**TASK A**
Summarize the talent article below in two sentences.

**SUPPLIED TEXT**
Tag Archive: experimentation

Do You Treat Your People as Critical Assets to Your Success?

June 24th, 2019

As several CEOs lament continually and as Steve Erickson, president of Corona Clipper, Inc. and UK Business Unit Group, said in our 2019 predictions document, talent is a hot topic in today’s tight labor market. Perhaps it is time to put a bit more thought into our talent.

As a consultant who works with organizations from a few million in annual revenue to multi-billion dollar conglomerates, it is quite clear that talent is an issue across-the-board. It doesn’t matter the industry, the size, or the ownership (private equity, publicly traded or closely-held). Talent is an issue that is top of mind of every executive interested in growth and innovation. The trick is whether you just think about talent or are willing to invest in talent. Which are you?

Certainly, those who invest are far more likely to retain top talent and develop new talent. In zero unemployment markets, there is something to be said about creating your own talent. If you aren’t focused on this topic, it is quite likely the competition will steal your talent away.

There are many ways to invest in talent:

  1. Provide mentor opportunities – If your organization looks for ways to support the growth of employees with mentors, you are bound to be more successful than the norm. In our experience, the best companies realize that people need to learn through practical application and mentoring provides this opportunity.

Point annotation dataset records:
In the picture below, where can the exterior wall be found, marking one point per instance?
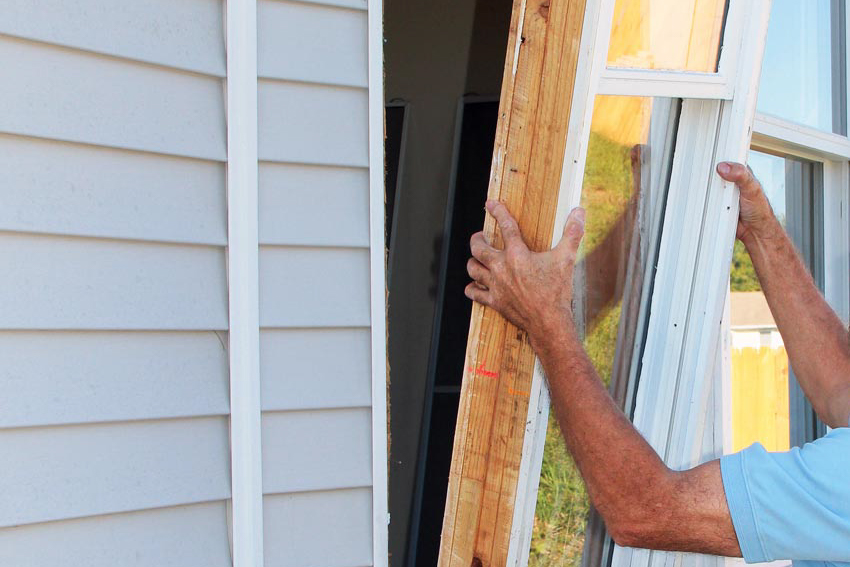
(314, 283)
(113, 304)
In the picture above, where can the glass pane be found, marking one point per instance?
(667, 34)
(760, 409)
(768, 405)
(796, 75)
(624, 190)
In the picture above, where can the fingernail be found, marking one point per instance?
(580, 216)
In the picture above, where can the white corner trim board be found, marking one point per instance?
(243, 280)
(377, 262)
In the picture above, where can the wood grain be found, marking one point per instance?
(534, 110)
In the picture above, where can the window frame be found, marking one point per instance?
(727, 111)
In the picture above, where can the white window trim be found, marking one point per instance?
(773, 133)
(378, 307)
(243, 285)
(747, 24)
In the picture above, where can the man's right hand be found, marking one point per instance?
(816, 340)
(756, 217)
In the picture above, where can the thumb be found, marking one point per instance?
(573, 233)
(740, 175)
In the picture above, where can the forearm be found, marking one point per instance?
(643, 502)
(817, 342)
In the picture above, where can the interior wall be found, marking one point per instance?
(436, 51)
(426, 54)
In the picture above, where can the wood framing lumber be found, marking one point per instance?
(534, 111)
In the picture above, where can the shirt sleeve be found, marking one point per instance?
(793, 505)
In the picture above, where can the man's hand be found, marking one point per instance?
(817, 342)
(756, 219)
(533, 290)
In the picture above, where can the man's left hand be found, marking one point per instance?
(533, 290)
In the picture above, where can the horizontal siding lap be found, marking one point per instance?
(308, 205)
(321, 44)
(86, 470)
(316, 450)
(353, 4)
(314, 287)
(313, 124)
(318, 529)
(183, 536)
(62, 188)
(188, 34)
(58, 93)
(297, 373)
(75, 283)
(66, 377)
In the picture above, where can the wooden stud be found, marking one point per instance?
(539, 76)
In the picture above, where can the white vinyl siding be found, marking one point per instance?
(113, 304)
(310, 529)
(315, 344)
(164, 537)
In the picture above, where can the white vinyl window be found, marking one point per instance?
(666, 221)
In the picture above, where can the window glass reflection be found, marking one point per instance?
(666, 34)
(624, 190)
(796, 76)
(759, 378)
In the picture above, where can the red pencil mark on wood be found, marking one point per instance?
(481, 371)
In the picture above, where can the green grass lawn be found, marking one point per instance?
(562, 503)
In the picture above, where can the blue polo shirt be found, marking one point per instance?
(793, 505)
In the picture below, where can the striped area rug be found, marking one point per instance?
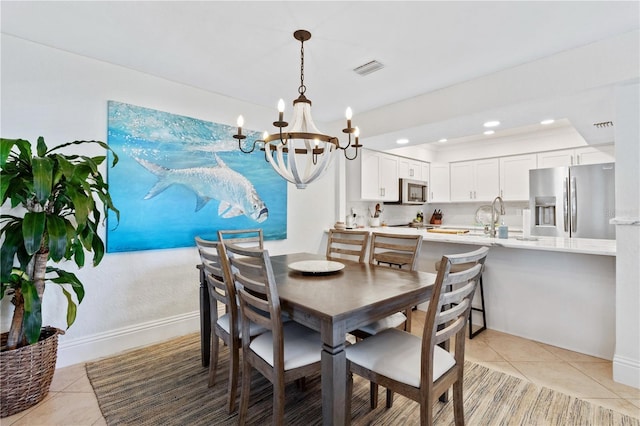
(166, 384)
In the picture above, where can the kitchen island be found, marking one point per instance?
(559, 291)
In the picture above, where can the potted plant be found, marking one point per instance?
(58, 201)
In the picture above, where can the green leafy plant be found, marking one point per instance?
(63, 199)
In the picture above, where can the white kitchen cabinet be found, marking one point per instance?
(577, 156)
(379, 176)
(514, 176)
(439, 183)
(410, 169)
(426, 175)
(477, 180)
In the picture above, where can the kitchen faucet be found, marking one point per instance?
(492, 233)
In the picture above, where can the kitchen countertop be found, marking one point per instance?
(477, 237)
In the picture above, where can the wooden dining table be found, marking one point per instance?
(336, 303)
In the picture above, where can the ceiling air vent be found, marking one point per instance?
(603, 124)
(368, 68)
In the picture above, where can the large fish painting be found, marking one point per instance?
(179, 177)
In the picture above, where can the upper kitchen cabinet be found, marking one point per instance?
(576, 156)
(379, 176)
(439, 183)
(410, 169)
(477, 180)
(514, 176)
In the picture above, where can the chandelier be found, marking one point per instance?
(300, 153)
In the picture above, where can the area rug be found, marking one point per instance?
(165, 384)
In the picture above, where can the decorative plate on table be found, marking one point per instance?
(316, 267)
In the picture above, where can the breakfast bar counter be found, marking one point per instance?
(477, 237)
(558, 291)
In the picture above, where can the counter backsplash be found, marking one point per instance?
(453, 214)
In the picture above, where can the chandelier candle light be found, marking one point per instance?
(308, 151)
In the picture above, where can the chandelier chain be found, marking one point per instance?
(302, 87)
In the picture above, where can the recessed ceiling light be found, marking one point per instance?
(494, 123)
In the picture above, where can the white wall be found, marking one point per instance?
(626, 361)
(135, 298)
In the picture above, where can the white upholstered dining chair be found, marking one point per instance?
(392, 250)
(225, 327)
(422, 369)
(243, 237)
(286, 352)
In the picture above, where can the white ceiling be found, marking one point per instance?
(246, 50)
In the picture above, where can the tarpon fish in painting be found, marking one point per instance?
(236, 194)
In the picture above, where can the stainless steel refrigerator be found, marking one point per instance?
(575, 201)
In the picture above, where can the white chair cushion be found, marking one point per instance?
(392, 321)
(254, 329)
(396, 354)
(302, 346)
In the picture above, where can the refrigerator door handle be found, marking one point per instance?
(574, 205)
(565, 202)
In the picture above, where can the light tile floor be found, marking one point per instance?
(71, 400)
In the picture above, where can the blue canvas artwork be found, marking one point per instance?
(180, 177)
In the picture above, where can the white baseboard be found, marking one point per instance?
(115, 341)
(626, 371)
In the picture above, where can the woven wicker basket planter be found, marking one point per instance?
(26, 373)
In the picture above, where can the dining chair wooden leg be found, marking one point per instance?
(349, 396)
(233, 379)
(426, 414)
(213, 359)
(373, 395)
(389, 398)
(458, 403)
(244, 393)
(301, 384)
(278, 401)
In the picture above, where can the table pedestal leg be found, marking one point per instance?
(334, 386)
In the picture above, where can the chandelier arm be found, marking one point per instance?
(351, 158)
(325, 161)
(253, 146)
(276, 165)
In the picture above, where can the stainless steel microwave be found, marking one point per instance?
(413, 192)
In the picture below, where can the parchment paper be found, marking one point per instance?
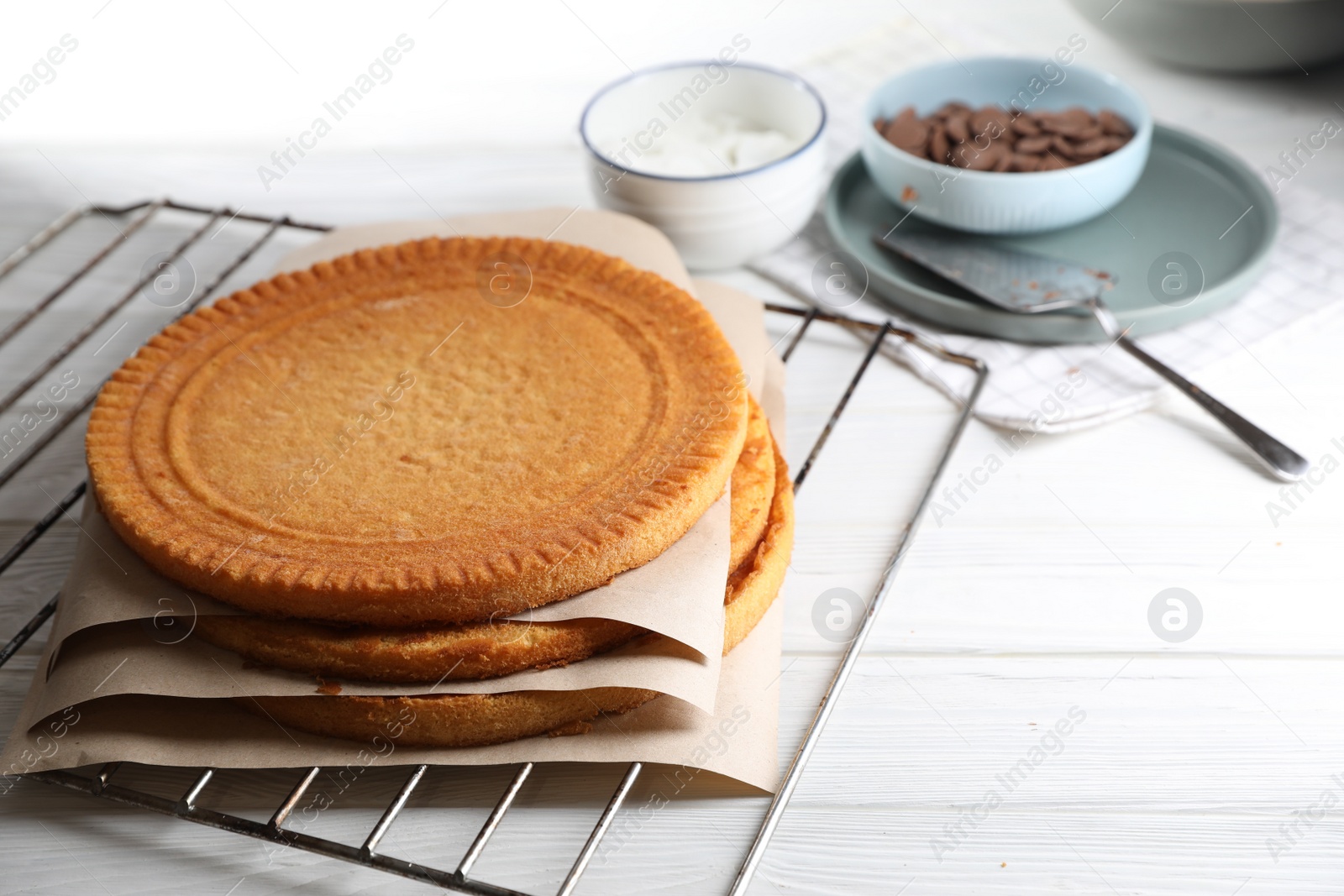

**TASK B**
Tally the lines in the records above that contain the string "glass", treating uppercase and lowercase as distinct. Reply with the number alone.

**FULL ANSWER A**
Talent is a pressing concern in today's tight labor market and is top of mind for executives interested in growth and innovation, regardless of industry, size, or ownership. Organizations that invest in talent, for instance by providing mentor opportunities, are far more likely to retain top people and develop new ones, while those that neglect it risk having competitors steal their talent away.

**FULL ANSWER B**
2